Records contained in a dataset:
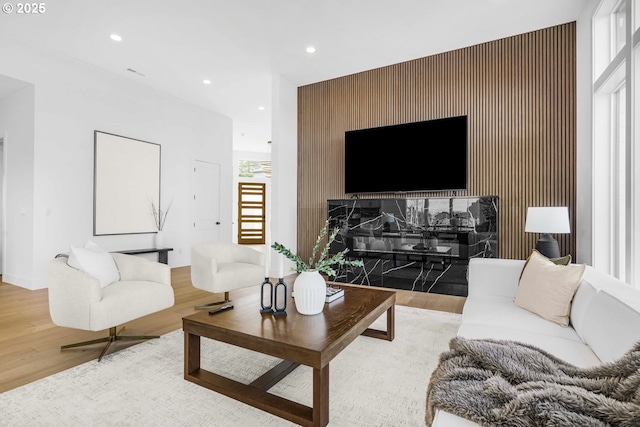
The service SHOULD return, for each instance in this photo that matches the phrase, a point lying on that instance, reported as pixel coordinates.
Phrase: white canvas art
(126, 183)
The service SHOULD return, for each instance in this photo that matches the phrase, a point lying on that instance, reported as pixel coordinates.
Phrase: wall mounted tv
(410, 157)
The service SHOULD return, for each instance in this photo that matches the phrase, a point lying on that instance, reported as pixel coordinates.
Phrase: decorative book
(333, 294)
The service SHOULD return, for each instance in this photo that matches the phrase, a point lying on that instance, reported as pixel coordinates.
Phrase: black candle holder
(264, 308)
(280, 289)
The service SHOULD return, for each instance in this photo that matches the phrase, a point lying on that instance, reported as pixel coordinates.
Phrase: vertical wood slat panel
(519, 94)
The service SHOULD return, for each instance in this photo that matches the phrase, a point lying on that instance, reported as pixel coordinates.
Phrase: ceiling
(239, 45)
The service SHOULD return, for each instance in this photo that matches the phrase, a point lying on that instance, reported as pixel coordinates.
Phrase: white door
(206, 201)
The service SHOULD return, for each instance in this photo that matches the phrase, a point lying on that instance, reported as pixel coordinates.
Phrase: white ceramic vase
(310, 291)
(159, 239)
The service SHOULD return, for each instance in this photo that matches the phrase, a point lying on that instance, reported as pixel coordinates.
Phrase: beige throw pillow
(547, 289)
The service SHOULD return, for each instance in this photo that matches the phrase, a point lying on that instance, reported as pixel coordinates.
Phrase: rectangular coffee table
(297, 339)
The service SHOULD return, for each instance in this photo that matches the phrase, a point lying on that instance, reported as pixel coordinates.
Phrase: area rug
(372, 383)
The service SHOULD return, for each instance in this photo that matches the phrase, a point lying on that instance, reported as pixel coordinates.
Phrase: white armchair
(77, 299)
(223, 267)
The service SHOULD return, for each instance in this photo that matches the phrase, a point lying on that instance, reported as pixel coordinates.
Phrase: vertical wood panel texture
(519, 94)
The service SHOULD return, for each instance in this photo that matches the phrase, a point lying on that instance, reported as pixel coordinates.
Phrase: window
(616, 196)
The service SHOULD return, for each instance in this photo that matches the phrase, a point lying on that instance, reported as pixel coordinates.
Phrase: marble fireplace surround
(419, 244)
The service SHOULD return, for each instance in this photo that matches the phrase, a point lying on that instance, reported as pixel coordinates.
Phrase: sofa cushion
(586, 291)
(498, 311)
(126, 300)
(547, 289)
(94, 261)
(565, 260)
(570, 350)
(612, 322)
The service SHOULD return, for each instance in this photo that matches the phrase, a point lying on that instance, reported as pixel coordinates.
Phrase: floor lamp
(547, 220)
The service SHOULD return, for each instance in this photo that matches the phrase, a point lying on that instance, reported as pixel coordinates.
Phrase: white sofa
(604, 320)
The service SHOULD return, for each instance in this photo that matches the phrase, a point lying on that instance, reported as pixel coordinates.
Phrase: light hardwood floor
(30, 342)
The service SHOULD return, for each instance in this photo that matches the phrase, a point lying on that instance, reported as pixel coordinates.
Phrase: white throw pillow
(547, 289)
(96, 262)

=== How to complete this task ===
Every record must be duplicated exactly, except for the pictures, which are left out.

=== Response ===
The service SHOULD return, for each instance in this photo that matches the phrase, a point lying on that instance, reported as pixel coordinates.
Phrase: white canvas art
(126, 183)
The service SHOULD return, for each instance in this photo that matches the phrase, a point lying on that instance, reported as pixel coordinates.
Phrase: wall mounted tv
(410, 157)
The service SHOULD return, for each instance in this photo that matches the phrase, a point lying on that instance, reported as pixel coordinates.
Phrase: decorative book
(333, 294)
The service SHOULD return, for each instance in this photo that matches the phrase, a point lying on that instance, reported as pixel coordinates.
Phrase: black candle holder
(264, 308)
(280, 289)
The service SHOULD return, for each instance in this photo that matches the phrase, a point lying on that instance, reported as pixel coordinates.
Phrase: vertical wood slat panel
(519, 94)
The service SHOULD return, for each instance in this photo that matches the phrase, a point lying on that instance, reported as pixel coordinates.
Phrase: ceiling
(239, 45)
The service SHOULD return, for each instance in this photo that matches the phrase, a point lying on that instance, reported as pixel coordinates.
Phrase: white door
(206, 201)
The service SHOULD return, for each instance in this photo that matches the phrase, a point lying on that instance, reported as pixel coordinates.
Phrase: white ceramic vase
(310, 291)
(159, 239)
The service SHOULD return, for each instance in this photo that matches the phrase, a point lying on that instance, reported as pixel coordinates.
Phrase: beige throw pillow
(547, 289)
The service SHOULD return, for each instance in this photo that matches the phrase, a point lying on that instance, reported as pixel coordinates.
Phrase: rectangular coffee table
(297, 339)
The service SHOULD return, for each instance in this photo that matches the phrase, a point lying on that instance, reported as pixel coordinates.
Phrase: area rug
(372, 383)
The service SHOULD return, for each instance in this photo that matches the phrase, a point lying on that instance, reported as pixel coordinates.
Phrase: white armchair
(77, 299)
(223, 267)
The service SHOULD return, for each instance in this photo that matches the phrase, a point lying on that instance, reported as pixel coordinates.
Phrase: vertical wood panel texture
(519, 94)
The service SHOULD return, for each instance in this photo that matches the phrase, a point lying on that instance, reported as pixel coordinates.
Phrase: window
(616, 196)
The service SHOULD return, for each instance in this photo that matches the phrase, a point lying on that instance, reported as pixel coordinates.
Phrase: marble fireplace surround
(419, 244)
The service SHOULD return, for each instance in this photo that matches the phrase, a point lying on that instance, reported as pixel coordinates.
Phrase: sofa cushion
(586, 291)
(498, 311)
(126, 300)
(547, 289)
(94, 261)
(565, 260)
(570, 350)
(612, 322)
The service SHOULD return, for each instance in this photo that matches the phrase, a point lying on that instance, reported as pixel coordinates.
Phrase: floor lamp
(547, 220)
The service SHOULD return, for each instance in this photo that matches the phrase, a point lying on that instance, reported as pixel coordinates.
Phrase: white sofa
(604, 320)
The service SHOULD return, for each instance in this photo that matches the phrase, a point lying on that instance, reported as pixel coordinates.
Phrase: light hardwood floor
(30, 342)
The service SHOULD return, for each instance in this photo that matches the phrase, a point lying on that instance, reported as pixel coordinates.
Phrase: white throw pillow
(547, 289)
(96, 262)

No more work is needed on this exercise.